**GIVEN TASK:** Return every line of the data below verbatim, omitting the pictures.

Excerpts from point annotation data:
+-------+
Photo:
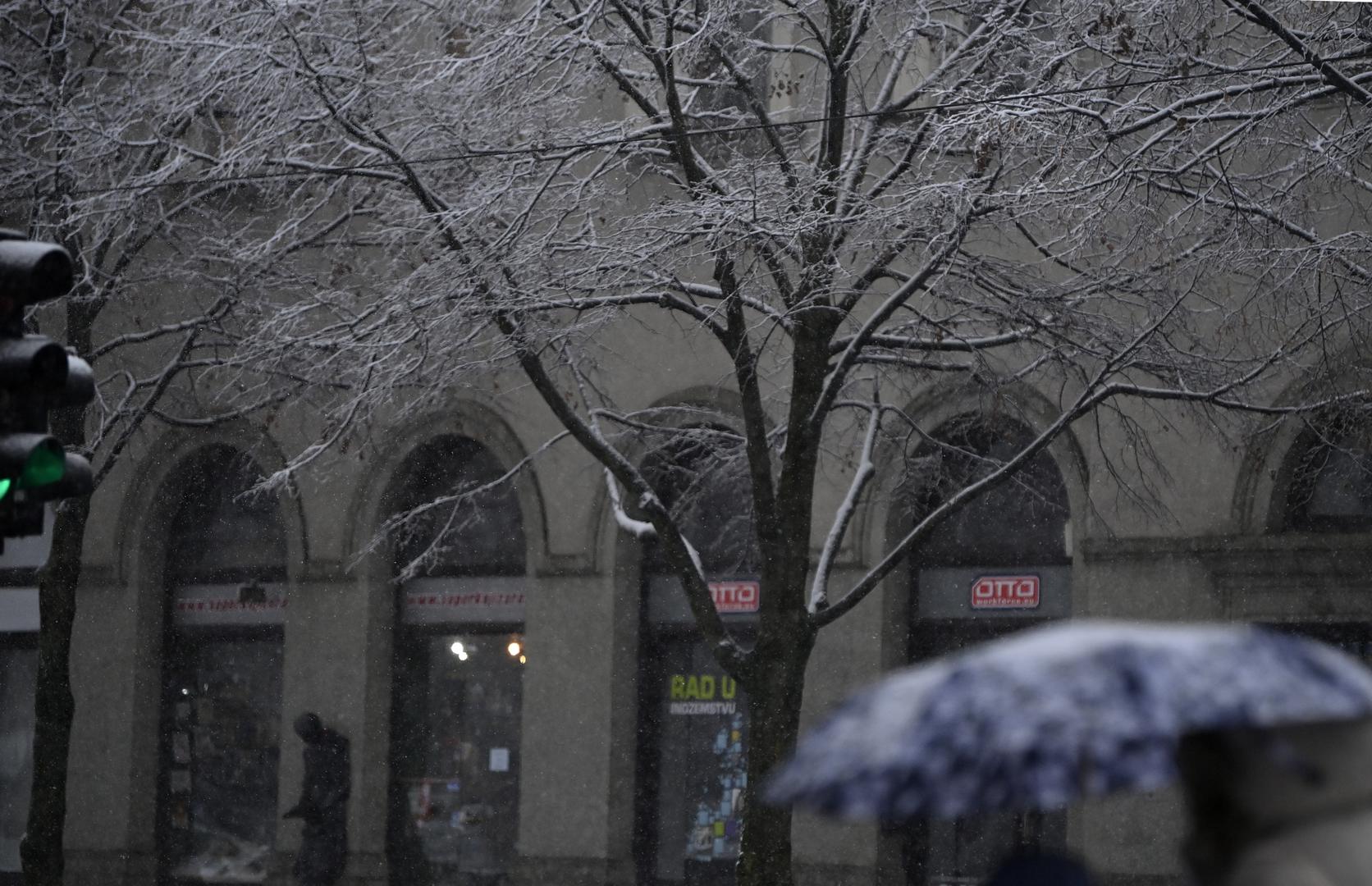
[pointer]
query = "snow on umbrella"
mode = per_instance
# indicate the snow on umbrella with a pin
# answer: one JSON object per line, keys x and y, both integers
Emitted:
{"x": 1047, "y": 715}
+-------+
**EXERCISE RESULT:**
Photo:
[pointer]
query = "snow on umbrella"
mode = per_instance
# indicate the snow on umbrella with a pin
# answer: one JSON object per line, keys x and y, both integers
Emitted:
{"x": 1047, "y": 715}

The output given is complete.